▸ Task
How many lines in the data below have the string "hand"? Reply with the number alone.

Dataset records
Start of Block

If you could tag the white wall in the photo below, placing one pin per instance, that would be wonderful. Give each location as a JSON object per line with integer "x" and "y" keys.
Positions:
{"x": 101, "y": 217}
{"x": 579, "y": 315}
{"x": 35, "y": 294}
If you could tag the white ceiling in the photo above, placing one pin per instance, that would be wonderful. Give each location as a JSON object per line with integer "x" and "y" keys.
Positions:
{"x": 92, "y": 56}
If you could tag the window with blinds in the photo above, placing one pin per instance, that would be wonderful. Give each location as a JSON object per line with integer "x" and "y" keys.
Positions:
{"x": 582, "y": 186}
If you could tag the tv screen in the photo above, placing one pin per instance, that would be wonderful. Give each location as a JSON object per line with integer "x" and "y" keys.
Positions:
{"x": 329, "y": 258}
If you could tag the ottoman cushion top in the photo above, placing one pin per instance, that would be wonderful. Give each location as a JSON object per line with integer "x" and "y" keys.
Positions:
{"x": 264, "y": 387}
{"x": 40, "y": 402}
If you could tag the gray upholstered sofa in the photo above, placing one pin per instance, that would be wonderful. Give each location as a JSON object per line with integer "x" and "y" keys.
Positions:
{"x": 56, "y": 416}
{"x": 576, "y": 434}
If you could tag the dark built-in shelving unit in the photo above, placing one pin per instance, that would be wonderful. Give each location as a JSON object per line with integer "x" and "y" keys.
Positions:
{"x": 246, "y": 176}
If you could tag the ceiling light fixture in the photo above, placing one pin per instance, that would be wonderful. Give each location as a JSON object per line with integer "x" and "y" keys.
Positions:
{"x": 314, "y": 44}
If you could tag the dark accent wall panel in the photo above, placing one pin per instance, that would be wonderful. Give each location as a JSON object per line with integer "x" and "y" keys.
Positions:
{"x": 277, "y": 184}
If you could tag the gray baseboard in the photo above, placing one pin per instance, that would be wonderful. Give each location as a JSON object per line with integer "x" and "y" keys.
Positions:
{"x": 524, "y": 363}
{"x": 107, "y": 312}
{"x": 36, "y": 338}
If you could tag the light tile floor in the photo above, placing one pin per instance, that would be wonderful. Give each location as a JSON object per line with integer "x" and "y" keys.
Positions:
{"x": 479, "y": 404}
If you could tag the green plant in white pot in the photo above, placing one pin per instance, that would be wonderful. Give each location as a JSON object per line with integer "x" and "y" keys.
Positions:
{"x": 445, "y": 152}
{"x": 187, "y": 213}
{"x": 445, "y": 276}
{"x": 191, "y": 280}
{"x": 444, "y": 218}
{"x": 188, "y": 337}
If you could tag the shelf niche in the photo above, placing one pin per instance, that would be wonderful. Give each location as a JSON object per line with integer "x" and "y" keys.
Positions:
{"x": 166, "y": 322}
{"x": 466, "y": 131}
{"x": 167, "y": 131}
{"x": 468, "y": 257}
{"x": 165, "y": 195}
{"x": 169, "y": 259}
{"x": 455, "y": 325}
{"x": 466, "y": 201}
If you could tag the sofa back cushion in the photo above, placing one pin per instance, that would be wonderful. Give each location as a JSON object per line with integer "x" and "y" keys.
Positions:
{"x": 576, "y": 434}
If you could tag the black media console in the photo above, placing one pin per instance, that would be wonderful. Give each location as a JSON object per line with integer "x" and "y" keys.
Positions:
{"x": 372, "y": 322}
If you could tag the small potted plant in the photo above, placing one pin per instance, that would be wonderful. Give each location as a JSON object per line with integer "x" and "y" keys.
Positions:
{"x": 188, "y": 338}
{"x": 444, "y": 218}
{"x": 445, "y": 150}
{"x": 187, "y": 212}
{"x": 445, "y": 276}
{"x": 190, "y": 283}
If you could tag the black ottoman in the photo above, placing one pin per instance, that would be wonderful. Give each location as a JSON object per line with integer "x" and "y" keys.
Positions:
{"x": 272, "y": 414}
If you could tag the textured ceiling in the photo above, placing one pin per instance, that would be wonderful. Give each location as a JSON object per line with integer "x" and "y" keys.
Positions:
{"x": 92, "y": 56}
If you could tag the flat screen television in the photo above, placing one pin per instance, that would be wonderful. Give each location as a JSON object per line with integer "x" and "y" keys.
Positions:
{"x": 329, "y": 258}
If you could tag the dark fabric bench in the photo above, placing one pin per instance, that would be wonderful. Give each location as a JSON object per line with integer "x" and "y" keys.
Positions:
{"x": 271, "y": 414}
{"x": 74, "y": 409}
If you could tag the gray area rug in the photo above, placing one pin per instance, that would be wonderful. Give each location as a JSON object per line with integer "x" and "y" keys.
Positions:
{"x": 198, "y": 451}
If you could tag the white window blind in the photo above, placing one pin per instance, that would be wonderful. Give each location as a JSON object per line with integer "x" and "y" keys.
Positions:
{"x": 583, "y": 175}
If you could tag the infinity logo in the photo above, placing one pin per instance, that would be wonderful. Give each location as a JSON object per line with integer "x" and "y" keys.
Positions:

End of Block
Start of Block

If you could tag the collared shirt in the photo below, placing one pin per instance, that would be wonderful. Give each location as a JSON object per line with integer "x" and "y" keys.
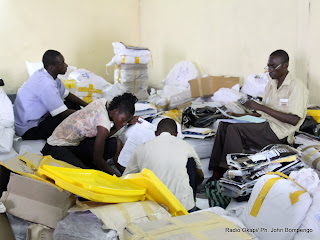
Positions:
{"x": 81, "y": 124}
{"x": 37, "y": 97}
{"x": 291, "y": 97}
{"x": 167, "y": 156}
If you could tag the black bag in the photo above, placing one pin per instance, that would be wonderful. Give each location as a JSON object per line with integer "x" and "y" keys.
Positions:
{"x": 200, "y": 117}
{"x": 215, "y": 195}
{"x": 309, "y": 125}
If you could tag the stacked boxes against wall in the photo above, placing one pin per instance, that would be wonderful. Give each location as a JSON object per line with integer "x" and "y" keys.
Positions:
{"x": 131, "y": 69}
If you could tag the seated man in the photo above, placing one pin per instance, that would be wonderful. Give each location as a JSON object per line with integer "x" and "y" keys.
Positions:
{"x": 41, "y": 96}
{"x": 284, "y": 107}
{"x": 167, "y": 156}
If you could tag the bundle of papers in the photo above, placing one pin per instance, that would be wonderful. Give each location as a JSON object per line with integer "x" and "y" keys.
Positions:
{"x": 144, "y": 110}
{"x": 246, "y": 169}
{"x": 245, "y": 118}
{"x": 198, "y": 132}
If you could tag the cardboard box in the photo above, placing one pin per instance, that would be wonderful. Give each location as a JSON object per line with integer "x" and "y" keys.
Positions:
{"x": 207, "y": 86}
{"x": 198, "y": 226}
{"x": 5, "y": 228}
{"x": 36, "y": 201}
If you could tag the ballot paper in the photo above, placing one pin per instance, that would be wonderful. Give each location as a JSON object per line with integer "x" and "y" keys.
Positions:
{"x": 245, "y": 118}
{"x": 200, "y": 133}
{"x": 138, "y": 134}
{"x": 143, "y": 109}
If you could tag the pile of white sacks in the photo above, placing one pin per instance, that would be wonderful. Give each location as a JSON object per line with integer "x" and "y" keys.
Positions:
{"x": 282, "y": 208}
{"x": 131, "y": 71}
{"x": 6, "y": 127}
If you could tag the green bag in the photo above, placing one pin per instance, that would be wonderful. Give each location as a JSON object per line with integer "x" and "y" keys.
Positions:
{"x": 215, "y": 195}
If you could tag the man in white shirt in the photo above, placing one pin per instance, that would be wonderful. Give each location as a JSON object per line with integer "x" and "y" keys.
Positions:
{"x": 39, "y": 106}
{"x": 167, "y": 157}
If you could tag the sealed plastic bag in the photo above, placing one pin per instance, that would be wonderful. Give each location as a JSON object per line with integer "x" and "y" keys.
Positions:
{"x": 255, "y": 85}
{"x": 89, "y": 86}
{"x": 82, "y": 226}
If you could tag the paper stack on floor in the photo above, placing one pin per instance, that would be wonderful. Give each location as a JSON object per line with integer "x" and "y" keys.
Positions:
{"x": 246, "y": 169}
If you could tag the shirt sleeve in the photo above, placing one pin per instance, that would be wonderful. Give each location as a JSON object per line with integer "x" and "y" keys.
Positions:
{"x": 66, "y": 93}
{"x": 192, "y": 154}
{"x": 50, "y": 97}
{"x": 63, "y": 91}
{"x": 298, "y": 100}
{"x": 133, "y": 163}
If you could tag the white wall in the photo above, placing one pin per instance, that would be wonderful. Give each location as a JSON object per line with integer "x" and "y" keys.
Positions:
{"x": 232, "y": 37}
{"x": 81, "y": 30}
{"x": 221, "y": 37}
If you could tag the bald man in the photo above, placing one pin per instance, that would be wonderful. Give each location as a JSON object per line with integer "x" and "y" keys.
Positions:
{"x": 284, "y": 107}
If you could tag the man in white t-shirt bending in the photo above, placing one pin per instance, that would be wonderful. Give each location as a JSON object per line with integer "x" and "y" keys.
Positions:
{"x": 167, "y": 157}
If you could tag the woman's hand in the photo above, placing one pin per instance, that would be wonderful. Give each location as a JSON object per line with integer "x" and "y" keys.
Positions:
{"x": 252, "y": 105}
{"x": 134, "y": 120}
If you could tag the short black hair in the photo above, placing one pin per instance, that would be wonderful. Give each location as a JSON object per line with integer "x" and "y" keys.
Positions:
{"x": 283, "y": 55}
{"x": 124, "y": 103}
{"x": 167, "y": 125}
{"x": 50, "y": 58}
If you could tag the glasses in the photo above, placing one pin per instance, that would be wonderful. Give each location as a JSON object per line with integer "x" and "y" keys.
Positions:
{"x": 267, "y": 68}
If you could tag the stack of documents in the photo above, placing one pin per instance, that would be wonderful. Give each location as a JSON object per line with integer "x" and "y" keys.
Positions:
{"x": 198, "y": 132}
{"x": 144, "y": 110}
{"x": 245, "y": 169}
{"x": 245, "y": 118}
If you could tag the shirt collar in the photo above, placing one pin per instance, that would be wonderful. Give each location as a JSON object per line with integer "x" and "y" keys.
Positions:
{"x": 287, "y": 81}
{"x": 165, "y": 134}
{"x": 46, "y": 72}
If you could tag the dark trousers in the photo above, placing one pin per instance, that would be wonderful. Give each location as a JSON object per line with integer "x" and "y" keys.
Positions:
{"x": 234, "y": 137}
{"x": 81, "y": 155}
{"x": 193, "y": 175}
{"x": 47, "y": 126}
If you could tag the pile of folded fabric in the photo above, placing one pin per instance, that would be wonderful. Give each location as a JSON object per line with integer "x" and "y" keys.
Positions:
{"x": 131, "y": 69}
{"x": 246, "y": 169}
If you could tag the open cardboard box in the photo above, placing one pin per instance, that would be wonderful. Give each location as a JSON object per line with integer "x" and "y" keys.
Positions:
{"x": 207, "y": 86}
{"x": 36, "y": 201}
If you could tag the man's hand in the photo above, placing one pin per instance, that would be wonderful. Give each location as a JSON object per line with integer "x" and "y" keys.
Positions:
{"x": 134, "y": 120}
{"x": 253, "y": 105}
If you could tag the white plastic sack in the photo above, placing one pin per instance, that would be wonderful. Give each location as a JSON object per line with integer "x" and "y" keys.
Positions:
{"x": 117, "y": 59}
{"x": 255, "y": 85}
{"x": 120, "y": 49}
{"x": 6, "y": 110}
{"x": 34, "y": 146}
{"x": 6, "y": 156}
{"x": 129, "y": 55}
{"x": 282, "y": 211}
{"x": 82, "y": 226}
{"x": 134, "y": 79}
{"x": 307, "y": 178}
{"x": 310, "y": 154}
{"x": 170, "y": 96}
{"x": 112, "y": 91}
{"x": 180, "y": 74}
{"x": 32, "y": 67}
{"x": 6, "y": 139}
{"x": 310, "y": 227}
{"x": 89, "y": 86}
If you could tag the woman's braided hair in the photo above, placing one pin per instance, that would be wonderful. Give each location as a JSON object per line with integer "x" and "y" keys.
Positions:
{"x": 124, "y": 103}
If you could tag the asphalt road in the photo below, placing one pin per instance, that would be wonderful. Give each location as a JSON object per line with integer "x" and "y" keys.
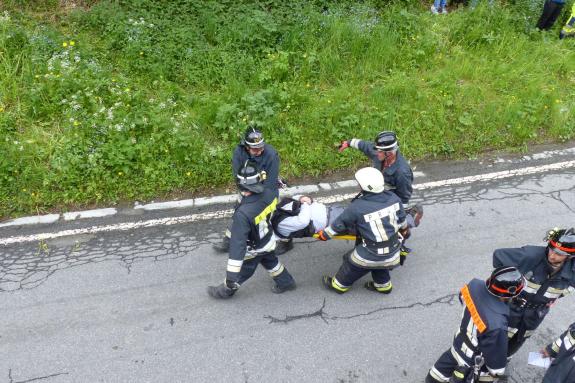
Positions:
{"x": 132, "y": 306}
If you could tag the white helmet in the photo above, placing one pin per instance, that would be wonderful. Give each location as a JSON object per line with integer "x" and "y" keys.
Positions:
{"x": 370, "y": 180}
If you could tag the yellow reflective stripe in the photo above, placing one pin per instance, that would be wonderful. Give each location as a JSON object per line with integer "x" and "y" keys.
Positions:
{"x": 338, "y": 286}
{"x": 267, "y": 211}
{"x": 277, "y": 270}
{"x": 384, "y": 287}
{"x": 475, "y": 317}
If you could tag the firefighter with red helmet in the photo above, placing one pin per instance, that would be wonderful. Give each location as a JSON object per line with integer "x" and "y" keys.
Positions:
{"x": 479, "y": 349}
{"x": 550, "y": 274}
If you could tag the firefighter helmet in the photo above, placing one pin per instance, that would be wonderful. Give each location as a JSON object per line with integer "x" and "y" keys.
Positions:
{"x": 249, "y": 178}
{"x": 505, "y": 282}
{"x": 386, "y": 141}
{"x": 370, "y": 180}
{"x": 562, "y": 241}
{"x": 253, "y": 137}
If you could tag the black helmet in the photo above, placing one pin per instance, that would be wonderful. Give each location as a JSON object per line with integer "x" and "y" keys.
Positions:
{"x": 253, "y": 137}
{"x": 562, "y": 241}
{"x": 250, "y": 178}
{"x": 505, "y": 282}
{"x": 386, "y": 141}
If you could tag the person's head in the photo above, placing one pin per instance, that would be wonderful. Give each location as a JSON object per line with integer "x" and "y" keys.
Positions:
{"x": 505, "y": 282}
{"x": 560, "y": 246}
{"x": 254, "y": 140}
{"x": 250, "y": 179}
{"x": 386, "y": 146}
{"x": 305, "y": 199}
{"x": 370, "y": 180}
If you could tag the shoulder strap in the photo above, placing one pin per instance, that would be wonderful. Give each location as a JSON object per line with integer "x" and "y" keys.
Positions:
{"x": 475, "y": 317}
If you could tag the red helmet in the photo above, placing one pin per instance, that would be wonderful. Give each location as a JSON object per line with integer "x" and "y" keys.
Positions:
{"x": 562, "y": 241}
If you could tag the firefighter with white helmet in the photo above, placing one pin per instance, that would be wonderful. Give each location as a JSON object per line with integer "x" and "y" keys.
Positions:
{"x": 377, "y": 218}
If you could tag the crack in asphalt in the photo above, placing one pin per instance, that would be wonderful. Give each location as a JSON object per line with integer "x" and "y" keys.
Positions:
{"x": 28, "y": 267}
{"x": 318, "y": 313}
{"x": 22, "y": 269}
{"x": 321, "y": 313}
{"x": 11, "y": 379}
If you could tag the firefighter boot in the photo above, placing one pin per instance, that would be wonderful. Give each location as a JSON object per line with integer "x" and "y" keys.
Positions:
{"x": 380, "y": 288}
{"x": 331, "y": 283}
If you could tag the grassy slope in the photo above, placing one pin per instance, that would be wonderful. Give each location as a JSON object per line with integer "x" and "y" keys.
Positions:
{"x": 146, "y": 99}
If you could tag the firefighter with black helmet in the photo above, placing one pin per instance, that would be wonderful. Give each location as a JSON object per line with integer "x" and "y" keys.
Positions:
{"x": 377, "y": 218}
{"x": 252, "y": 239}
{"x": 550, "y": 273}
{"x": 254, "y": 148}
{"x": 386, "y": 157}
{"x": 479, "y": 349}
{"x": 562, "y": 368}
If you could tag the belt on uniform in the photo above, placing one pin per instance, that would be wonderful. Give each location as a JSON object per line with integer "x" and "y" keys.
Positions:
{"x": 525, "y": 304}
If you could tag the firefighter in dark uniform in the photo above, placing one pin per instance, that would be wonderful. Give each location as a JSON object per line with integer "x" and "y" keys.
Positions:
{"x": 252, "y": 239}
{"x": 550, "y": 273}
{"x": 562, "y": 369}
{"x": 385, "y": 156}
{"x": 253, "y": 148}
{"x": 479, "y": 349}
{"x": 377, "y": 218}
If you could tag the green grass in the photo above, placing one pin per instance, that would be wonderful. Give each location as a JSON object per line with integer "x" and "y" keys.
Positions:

End of Block

▸ Solution to this task
2